C’est la troisième fois que nous discutons des mêmes amendements. Je vais donc vous faire la même réponse : votre proposition est satisfaite à l’alinéa 10 de l’article 5 :…
Non !
Il faut lire le texte !
…le médecin « informe la personne qu’elle peut bénéficier de l’accompagnement et des soins palliatifs […] et s’assure, si elle le souhaite, qu’elle puisse y avoir accès. »
« Si elle le souhaite » !
Cela me semble très clair : avis défavorable.
Quel est l’avis du gouvernement ?
Je compléterai la lecture faite par la rapporteure. L’article 5 énumère les informations qui doivent être portées à la connaissance du patient : celui-ci doit entre autres être informé qu’il peut bénéficier de l’accompagnement et des soins palliatifs. Ce sujet est donc nécessairement discuté avec le patient, dont le consentement est recueilli dans les meilleures conditions.
Pas du tout !
Avis défavorable.
La parole est à Mme Sandrine Dogor-Such.
Nous soutenons évidemment ces deux amendements. L’aide à mourir ne doit jamais découler d’un défaut de prise en charge.
Eh oui !
──────────
Dans le passage, recopiez à partir des mots « C’est la troisième » et arrêtez-vous après « Pas du tout ! », en substituant « malade » à « patient ». Appuyez-vous uniquement sur le passage.

--- Données recueillies ---
──────────
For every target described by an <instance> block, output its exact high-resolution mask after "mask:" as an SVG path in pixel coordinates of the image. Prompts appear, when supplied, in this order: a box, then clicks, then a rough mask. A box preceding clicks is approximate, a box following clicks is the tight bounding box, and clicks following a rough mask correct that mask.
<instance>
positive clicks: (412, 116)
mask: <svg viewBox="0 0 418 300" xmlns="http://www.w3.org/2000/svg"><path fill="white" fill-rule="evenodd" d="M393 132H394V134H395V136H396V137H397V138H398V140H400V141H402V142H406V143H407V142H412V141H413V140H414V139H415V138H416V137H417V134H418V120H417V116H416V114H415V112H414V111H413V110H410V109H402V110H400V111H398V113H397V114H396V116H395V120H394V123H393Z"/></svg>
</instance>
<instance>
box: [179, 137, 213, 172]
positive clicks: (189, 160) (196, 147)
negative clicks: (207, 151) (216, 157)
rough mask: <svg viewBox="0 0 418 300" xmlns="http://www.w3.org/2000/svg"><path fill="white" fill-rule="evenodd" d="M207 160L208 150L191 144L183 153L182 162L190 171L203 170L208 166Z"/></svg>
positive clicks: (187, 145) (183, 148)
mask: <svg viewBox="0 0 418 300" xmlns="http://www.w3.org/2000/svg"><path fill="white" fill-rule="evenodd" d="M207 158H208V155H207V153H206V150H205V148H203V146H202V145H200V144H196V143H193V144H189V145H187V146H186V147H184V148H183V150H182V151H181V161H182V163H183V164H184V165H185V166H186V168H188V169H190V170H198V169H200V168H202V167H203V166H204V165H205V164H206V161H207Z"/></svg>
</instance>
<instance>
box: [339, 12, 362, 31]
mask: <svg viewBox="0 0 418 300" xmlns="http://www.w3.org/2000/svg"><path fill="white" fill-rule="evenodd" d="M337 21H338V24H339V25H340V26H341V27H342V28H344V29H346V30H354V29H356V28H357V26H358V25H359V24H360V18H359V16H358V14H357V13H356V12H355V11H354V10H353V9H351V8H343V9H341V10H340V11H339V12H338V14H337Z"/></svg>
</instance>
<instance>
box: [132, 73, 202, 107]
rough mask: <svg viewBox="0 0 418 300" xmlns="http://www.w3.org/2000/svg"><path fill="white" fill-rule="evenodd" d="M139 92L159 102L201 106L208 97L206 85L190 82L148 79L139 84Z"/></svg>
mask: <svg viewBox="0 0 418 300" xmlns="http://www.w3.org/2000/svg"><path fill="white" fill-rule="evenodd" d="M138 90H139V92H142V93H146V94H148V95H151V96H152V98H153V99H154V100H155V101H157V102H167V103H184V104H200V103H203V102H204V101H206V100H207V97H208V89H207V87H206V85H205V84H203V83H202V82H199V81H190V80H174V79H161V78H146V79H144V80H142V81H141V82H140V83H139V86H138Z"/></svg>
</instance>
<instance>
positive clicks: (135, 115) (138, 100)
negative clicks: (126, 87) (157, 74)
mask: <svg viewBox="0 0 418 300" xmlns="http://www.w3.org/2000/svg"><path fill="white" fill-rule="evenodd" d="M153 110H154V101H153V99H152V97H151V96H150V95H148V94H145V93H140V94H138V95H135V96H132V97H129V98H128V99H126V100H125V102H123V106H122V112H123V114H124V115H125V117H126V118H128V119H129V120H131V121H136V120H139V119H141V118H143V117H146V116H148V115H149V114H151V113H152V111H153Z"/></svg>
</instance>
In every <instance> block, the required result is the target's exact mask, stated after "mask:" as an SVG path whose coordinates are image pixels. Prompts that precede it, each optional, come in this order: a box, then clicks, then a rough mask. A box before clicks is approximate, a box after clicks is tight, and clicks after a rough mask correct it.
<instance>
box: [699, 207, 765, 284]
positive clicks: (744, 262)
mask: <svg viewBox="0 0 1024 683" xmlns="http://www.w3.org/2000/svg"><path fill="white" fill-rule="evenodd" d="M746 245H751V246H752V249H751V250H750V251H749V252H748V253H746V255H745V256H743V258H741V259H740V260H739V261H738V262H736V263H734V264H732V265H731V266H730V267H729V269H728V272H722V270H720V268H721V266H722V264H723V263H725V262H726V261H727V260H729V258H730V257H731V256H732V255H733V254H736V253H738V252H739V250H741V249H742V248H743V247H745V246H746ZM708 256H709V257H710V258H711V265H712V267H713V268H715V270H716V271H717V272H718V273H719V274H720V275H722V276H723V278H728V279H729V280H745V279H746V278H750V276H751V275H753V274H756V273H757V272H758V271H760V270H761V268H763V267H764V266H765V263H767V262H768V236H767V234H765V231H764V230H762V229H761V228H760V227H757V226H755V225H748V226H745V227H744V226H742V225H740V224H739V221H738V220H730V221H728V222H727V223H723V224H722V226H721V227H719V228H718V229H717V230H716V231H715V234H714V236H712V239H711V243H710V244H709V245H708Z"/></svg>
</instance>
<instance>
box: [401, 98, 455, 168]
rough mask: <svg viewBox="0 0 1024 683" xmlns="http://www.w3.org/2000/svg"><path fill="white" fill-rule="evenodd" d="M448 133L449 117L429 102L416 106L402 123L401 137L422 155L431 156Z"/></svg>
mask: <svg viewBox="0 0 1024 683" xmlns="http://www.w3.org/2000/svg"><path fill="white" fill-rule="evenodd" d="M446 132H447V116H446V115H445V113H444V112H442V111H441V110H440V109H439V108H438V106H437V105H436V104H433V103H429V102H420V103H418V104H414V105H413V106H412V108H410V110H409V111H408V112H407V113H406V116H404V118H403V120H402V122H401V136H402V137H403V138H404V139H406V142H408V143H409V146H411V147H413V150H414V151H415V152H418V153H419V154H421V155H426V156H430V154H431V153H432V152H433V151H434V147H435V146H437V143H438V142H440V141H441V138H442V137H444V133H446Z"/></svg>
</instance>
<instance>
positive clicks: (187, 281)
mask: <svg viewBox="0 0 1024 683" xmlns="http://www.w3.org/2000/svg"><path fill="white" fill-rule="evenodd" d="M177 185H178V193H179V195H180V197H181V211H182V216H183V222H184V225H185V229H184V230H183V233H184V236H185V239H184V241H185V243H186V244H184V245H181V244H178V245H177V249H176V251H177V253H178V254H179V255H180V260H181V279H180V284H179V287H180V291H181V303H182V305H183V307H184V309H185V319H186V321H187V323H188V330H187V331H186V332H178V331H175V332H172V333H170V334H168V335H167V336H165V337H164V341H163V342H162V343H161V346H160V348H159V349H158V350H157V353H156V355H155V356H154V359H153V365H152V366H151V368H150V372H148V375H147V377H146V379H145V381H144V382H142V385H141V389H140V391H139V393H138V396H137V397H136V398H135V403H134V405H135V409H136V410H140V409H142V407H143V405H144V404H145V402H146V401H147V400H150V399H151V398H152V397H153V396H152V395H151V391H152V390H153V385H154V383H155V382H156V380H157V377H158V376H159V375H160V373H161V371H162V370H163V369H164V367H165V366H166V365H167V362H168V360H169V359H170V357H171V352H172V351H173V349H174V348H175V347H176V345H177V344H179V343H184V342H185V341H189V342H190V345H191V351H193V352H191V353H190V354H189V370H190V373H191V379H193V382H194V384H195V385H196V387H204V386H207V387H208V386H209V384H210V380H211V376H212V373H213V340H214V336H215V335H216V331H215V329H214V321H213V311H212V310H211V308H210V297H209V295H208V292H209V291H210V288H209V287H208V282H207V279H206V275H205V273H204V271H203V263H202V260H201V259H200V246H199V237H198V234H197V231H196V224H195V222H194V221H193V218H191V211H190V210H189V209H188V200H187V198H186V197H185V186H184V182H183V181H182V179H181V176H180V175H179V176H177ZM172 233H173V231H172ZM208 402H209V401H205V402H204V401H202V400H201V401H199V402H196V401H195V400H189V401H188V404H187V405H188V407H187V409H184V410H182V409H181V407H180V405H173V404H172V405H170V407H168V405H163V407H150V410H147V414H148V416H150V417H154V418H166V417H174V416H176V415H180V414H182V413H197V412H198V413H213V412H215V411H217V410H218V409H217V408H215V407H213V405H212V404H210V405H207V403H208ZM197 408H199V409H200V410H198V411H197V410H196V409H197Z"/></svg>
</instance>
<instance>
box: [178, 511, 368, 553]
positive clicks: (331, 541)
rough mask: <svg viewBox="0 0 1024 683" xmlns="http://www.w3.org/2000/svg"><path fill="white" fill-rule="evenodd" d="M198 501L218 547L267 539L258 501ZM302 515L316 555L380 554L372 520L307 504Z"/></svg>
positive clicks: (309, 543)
──────────
--- RÉSULTAT OBTENU ---
C’est la troisième fois que nous discutons des mêmes amendements. Je vais donc vous faire la même réponse : votre proposition est satisfaite à l’alinéa 10 de l’article 5 :…
Non !
Il faut lire le texte !
…le médecin « informe la personne qu’elle peut bénéficier de l’accompagnement et des soins palliatifs […] et s’assure, si elle le souhaite, qu’elle puisse y avoir accès. »
« Si elle le souhaite » !
Cela me semble très clair : avis défavorable.
Quel est l’avis du gouvernement ?
Je compléterai la lecture faite par la rapporteure. L’article 5 énumère les informations qui doivent être portées à la connaissance du malade : celui-ci doit entre autres être informé qu’il peut bénéficier de l’accompagnement et des soins palliatifs. Ce sujet est donc nécessairement discuté avec le malade, dont le consentement est recueilli dans les meilleures conditions.
Pas du tout !